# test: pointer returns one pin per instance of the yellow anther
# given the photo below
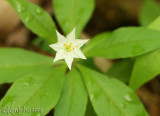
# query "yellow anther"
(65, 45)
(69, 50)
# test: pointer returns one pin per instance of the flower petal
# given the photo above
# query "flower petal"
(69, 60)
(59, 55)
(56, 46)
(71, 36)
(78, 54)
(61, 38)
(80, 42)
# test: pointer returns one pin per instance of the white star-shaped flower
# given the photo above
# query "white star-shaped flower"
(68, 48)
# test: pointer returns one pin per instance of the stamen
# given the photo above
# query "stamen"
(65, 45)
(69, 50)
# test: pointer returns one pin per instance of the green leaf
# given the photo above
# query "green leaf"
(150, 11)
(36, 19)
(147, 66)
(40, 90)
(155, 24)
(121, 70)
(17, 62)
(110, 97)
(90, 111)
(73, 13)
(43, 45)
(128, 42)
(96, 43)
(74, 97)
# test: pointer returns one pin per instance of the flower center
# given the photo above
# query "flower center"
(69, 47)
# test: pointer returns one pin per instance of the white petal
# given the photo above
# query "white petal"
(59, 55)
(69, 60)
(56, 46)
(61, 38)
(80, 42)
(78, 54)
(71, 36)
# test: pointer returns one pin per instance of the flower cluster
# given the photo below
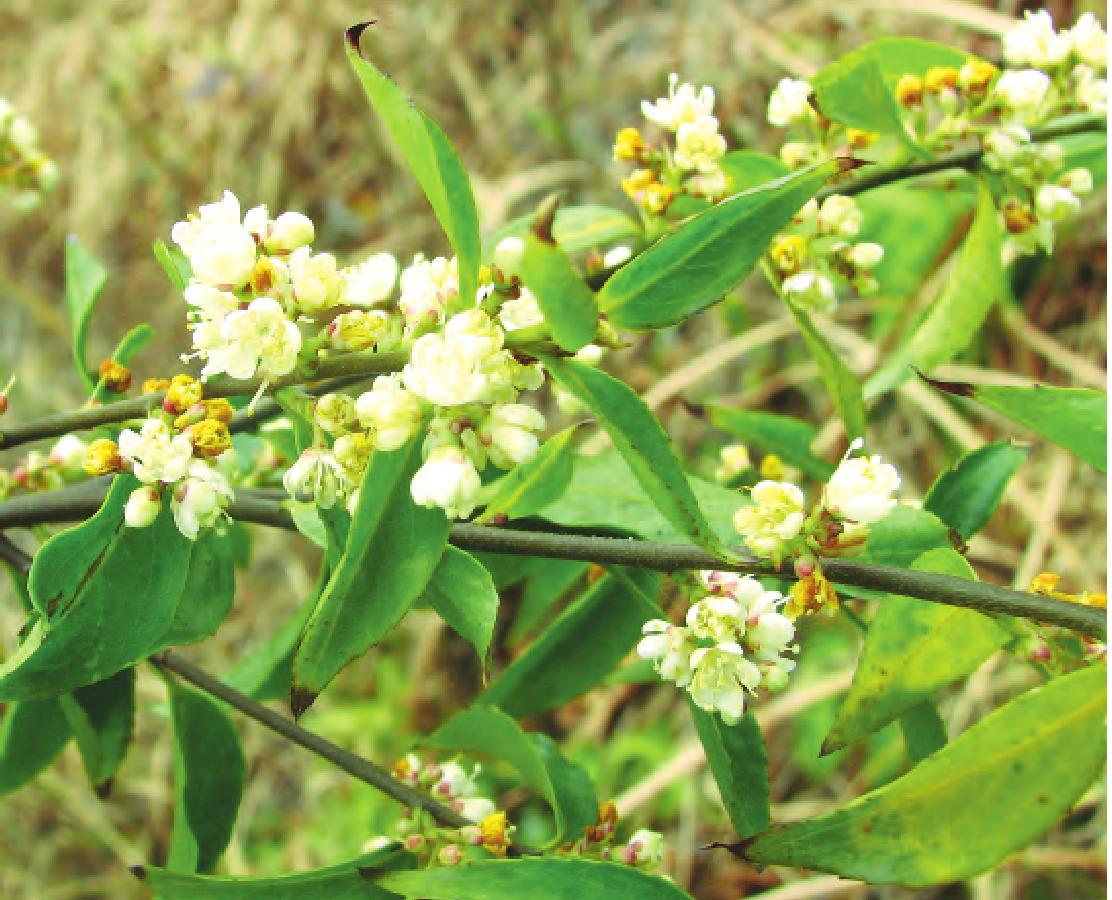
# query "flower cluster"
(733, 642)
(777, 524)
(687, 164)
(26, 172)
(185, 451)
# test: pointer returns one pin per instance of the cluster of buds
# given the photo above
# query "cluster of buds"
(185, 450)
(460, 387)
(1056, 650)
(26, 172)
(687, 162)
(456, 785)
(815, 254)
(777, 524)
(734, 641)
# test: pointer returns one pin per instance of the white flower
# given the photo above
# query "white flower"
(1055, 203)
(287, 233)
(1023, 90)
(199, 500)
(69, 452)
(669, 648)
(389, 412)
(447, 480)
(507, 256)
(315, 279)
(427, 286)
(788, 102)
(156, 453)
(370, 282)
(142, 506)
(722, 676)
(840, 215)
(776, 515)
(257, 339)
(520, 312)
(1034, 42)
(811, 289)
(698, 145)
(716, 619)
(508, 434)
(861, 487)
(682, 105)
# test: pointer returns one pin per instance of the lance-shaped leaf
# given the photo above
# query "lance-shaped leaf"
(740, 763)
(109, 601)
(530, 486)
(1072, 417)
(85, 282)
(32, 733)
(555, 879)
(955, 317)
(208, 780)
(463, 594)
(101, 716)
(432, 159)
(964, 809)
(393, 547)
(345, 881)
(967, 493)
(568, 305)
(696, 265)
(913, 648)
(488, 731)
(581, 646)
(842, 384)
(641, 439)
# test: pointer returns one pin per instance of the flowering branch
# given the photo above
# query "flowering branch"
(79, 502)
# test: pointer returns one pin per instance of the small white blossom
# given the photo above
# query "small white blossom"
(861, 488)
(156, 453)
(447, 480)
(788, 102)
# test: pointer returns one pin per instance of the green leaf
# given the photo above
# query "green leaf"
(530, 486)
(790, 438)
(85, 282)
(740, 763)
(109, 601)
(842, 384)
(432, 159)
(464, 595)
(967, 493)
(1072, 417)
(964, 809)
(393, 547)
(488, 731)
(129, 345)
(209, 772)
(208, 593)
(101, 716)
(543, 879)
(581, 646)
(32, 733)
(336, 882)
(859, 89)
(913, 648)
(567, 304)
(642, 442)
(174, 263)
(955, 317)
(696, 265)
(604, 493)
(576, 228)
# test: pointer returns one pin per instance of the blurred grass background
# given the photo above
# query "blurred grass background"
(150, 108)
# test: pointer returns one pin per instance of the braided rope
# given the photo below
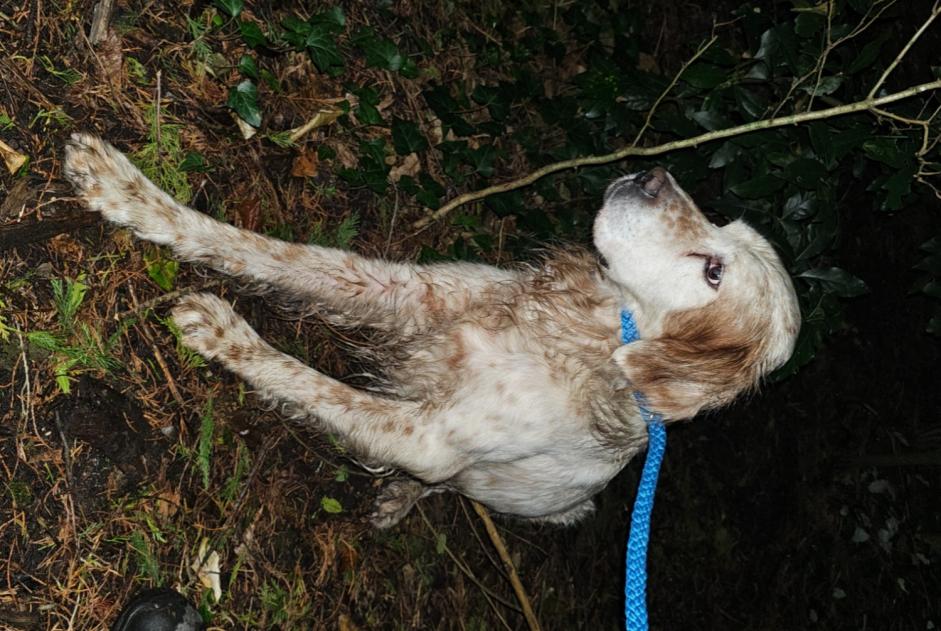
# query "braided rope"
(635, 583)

· · ·

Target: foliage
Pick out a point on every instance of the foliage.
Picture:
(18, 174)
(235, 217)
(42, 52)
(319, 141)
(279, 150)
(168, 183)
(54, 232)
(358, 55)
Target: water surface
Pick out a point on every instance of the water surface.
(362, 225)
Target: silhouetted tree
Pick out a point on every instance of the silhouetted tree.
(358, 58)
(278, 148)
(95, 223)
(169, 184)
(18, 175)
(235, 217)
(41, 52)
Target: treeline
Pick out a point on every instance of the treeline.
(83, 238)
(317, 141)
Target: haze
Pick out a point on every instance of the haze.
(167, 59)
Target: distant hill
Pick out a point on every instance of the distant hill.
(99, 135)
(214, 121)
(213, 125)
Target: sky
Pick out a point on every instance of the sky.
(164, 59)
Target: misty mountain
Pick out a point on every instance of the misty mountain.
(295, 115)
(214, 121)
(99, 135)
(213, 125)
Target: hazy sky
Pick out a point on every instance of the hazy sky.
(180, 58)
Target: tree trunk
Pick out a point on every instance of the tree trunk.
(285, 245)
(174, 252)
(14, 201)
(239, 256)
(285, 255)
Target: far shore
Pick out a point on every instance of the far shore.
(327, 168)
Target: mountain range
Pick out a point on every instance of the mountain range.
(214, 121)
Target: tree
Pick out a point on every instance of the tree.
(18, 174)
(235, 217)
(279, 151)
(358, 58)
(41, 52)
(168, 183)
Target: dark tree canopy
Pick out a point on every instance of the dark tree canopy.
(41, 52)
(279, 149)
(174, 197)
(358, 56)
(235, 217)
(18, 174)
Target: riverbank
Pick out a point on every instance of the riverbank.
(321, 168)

· · ·

**What needs to be done:**
Identify every line of the material above that contains the string "riverbank", and copy each one. Case counts.

**Output for this exercise:**
Target: riverbank
Pick out a point on every instance of the riverbank.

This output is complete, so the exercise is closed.